● Task: Extend the passage arguing that Henry Neville did not write the annotations in Halle's chronicle, picking up after its final sentence.

● Source text:
◆ ◆ ◆
By following the link, the reader can readily ascertain that the
article presents no reasons for its identification of the owner of the
book with any particular Robert Worsley. It simply picks the
possibility most convenient for its own notion, viz., that the 17th
Earl of Oxenford was the annotator. Nothing rules out Keen’s own
guess: a Yorkshire Robert Worsley who was a collateral descendant of
the 16th Century owner of the book. He does not appear to have been
related to the Nevilles.

J&R also assert, “The handwriting of the marginalia is almost
certainly Neville’s” [p. 89]. They offer no supporting argumentation.
Their certainty, it turns out, rests on “Neville’s love of
continuously varying his writing styles, and of using scribes” [p.
233]. In other words, handwriting evidence can’t prove that the notes
are not Neville’s; therefore, he must have written them.

We need not, however, leave the question without a conclusion: The
annotations themselves provide clear and convincing evidence that
Henry Neville did not write them. The annotator on occasion drops
hints of his private opinions, which are far removed from Neville’s.

Yet more emphatically, A. [the annotator] had a strong Roman
Catholic, even clerical, bias. Halle often let himself go with
eloquence and enthusiasm on the baseness, dishonesty, avarice, power,
and general undesirability of priests, cardinals, and Popes, and A.
did not let these passages pass unnoticed. Halle wrote: ‘The most
ambicious desire and avaricious appetite of certayne persones callyng
themselves spiritual fathers, but indeede carnall covetous and gredy
glottons aspiring for honor and not for vertue to the proud see of
Rome’, and A. would not stand for that: ‘The Author (if he dyd write
it) wrote it in the afternoone.’ When Halle told of the first
rebellion against Henry IV, expressing himself at length and bitterly
against monastical persons better fed than taught, and imagining their
vituperations against any prince who might justly reclaim some part
of their possessions, A. commented: ‘here he begynneth to rayle.’
‘Allways lying,’ he said of another tirade of Halle's against
‘proud priors’. . . .
◆ ◆ ◆
● Source material:
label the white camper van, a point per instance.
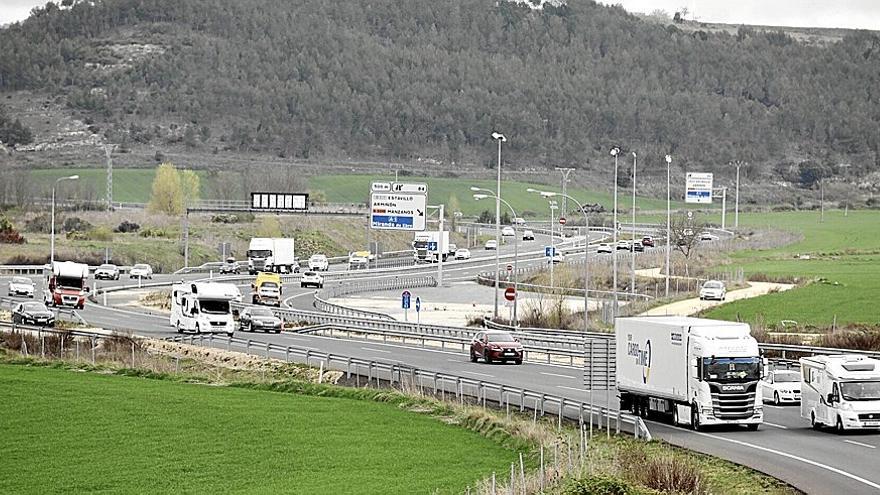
◆ ◆ ◆
● Result below:
A. betrayed his own allegiance most clearly in, ‘Note that when he
speakethe of the Pope he sheweth himself of the englisshe schisme a
favorer’ (when Halle writes of ‘the Romishe bishop’). Once, he even
let his Catholic loyalty stand before his patriotism: ‘a stowt bisshop
of fraunce so in defiaunce of a prince to speke.' [Keen & Lubbock, op.
cit., pp. 12–13]

Those sentiments are inconceivable from the hand of Henry Neville,
who, as J&R themselves are well aware, was a firm Protestant and
a promoter of anti-Catholic legislation. Like many of his co-
religionists of that time, he imbued his faith with a touch of
paranoia: While ambassador to France, he worried that his Scottish
opposite number might be a Papist sympathizer, and J&R offer as one of
his motives for complicity in the Earl of Essex’s abortive coup d’etat
a genuine fear that Queen Elizabeth might will her crown to the
Catholic Infanta of Spain. That doesn’t sound like a man who, in the
privacy of his study, sniffed at “the English schism” and lambasted
criticism of monks.

This part of J&R’s “concrete documentation” is, one must conclude,
composed of sand without mortar. The others, as we shall see
presently, are no more solid.>>
-----------------------------------------------
The Neville-Shakespeare Theory (2): The “Tower Notebook”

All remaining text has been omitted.